◆ WORK REQUIRED: Every line containing "below" should be copied out. Go through the entries and find them.

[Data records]
════════
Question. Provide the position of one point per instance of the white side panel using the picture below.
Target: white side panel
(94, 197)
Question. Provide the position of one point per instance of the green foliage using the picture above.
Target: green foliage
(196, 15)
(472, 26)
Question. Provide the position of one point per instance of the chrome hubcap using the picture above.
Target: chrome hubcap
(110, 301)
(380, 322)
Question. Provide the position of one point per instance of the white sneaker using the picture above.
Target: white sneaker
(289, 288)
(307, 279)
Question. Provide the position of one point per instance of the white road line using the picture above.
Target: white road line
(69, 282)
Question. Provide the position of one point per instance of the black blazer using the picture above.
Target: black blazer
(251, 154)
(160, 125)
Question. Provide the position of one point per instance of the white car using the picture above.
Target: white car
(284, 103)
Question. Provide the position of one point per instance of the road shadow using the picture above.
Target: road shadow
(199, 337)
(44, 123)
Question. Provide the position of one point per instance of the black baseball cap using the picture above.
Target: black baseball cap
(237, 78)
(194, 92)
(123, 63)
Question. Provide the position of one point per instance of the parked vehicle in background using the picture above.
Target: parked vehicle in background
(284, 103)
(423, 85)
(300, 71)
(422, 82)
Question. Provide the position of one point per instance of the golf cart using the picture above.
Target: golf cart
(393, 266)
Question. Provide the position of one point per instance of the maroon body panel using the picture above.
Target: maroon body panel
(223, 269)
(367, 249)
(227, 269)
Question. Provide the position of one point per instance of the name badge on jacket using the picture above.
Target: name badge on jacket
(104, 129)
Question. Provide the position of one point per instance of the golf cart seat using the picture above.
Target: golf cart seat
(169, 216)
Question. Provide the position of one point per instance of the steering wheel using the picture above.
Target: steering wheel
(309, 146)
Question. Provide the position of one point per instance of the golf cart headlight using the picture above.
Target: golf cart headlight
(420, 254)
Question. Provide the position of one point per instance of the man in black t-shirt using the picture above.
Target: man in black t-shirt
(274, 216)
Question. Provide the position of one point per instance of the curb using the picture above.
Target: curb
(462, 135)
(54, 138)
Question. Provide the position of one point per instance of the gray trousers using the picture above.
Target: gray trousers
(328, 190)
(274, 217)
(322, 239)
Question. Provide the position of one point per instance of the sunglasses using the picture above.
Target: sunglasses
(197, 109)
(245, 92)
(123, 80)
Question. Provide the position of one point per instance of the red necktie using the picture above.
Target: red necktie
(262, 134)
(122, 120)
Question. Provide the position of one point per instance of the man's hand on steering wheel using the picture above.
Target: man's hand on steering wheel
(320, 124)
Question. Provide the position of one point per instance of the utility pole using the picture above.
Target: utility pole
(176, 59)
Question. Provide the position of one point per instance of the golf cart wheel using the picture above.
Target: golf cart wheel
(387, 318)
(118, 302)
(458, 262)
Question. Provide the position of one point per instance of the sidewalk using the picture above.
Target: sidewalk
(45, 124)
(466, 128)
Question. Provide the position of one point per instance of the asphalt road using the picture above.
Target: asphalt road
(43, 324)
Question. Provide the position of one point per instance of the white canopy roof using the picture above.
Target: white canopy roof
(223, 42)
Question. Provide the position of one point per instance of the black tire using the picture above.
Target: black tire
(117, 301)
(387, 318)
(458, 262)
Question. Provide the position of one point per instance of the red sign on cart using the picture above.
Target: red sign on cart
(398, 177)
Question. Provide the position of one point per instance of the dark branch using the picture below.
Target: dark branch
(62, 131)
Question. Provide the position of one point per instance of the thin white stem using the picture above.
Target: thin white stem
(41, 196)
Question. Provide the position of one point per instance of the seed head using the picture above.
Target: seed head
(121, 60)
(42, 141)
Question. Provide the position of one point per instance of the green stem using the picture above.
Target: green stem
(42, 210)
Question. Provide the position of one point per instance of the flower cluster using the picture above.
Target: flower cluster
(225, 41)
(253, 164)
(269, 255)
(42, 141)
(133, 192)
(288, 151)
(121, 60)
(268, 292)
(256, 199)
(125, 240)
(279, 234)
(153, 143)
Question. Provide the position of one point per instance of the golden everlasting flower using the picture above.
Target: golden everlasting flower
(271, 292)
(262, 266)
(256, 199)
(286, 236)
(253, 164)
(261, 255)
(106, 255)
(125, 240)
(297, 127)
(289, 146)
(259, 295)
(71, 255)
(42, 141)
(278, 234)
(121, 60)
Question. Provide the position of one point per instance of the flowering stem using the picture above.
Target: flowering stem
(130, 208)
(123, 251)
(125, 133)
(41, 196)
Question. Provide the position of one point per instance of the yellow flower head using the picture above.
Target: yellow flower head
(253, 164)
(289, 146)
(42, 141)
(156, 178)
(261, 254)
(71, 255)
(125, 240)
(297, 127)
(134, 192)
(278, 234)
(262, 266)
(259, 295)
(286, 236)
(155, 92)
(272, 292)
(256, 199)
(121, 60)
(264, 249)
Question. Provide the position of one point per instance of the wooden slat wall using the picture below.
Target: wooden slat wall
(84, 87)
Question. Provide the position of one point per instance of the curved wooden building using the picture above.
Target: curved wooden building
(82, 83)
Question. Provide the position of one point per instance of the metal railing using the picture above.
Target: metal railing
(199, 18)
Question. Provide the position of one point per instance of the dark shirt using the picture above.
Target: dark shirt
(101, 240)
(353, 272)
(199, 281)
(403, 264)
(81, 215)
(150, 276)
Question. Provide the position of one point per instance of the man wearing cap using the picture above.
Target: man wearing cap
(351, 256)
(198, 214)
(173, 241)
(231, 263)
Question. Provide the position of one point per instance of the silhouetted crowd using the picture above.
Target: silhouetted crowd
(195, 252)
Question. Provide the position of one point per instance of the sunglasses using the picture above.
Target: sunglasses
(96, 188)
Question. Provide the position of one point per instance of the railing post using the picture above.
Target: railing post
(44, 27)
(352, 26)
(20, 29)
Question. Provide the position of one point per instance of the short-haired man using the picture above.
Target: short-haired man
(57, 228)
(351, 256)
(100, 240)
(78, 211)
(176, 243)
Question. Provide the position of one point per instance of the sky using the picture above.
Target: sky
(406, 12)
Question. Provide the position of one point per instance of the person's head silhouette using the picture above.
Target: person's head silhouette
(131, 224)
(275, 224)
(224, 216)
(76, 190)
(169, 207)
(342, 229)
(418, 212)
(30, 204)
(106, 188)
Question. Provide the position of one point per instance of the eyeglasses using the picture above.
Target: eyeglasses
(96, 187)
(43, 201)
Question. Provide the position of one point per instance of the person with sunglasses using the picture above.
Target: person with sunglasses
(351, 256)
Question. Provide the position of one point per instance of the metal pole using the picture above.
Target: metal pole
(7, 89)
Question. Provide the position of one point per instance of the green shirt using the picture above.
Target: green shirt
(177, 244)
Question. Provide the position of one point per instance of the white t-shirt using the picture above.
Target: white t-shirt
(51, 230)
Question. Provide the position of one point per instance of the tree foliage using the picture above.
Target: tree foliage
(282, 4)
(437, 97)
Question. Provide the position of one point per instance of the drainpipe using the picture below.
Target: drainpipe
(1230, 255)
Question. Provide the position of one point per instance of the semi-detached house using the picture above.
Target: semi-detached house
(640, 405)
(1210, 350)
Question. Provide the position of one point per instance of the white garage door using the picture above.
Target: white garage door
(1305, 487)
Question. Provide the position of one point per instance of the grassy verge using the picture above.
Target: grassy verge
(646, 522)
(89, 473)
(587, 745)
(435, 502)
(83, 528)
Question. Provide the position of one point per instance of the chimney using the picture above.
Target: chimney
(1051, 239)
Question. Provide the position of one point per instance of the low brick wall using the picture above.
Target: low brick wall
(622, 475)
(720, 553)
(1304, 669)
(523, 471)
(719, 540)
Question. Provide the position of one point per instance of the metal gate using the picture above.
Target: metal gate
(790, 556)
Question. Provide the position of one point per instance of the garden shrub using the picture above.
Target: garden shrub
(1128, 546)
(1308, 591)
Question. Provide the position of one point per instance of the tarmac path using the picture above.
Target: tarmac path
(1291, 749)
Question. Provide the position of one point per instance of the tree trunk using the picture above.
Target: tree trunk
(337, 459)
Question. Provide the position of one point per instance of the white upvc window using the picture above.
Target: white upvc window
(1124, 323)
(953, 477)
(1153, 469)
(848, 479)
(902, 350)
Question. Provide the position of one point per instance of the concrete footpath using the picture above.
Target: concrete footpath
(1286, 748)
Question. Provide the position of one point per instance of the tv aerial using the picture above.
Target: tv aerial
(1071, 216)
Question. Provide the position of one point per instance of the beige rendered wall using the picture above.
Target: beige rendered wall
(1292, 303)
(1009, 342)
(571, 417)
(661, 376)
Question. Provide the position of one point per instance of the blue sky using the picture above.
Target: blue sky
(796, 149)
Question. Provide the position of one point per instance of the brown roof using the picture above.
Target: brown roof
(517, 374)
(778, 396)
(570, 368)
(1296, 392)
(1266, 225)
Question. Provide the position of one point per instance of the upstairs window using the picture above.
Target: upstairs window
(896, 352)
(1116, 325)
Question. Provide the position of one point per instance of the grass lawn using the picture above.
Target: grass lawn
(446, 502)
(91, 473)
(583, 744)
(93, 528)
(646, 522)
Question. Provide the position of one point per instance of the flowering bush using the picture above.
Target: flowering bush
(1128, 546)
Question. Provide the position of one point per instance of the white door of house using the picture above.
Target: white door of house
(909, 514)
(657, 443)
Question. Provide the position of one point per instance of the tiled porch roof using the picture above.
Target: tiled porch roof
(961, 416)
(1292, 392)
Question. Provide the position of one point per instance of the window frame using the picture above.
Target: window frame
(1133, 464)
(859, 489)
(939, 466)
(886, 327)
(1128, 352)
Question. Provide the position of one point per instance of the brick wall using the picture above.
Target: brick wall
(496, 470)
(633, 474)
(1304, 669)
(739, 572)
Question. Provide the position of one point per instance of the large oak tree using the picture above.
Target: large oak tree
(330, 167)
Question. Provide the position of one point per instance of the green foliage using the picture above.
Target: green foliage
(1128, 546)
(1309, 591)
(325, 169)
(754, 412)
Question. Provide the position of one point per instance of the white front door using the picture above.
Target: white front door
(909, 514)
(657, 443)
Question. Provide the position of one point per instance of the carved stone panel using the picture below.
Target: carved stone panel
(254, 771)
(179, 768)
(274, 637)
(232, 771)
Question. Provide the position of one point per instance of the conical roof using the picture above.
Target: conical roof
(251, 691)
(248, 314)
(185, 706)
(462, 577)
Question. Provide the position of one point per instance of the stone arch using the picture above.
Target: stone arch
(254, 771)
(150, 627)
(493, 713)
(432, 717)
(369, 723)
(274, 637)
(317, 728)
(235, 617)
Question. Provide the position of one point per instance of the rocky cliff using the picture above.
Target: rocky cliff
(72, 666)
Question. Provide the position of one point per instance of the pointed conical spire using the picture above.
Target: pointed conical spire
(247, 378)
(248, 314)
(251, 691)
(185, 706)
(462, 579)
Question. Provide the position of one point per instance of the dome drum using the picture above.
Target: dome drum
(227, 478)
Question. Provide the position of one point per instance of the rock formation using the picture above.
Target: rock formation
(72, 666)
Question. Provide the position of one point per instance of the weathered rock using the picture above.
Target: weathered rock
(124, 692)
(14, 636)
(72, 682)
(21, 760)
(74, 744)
════════
◆ EXERCISE RESULT:
Question. Provide the position of one point per instance of the white side panel using the picture below.
Question. Provide the position of one point per instance of the dark branch using the picture below.
Question. Provide the position of one point per instance of the wooden slat wall using the picture below.
Question. Provide the position of one point per instance of the drainpipe using the picture below.
Question. Provide the position of one point per instance of the carved stone panel using the picture below.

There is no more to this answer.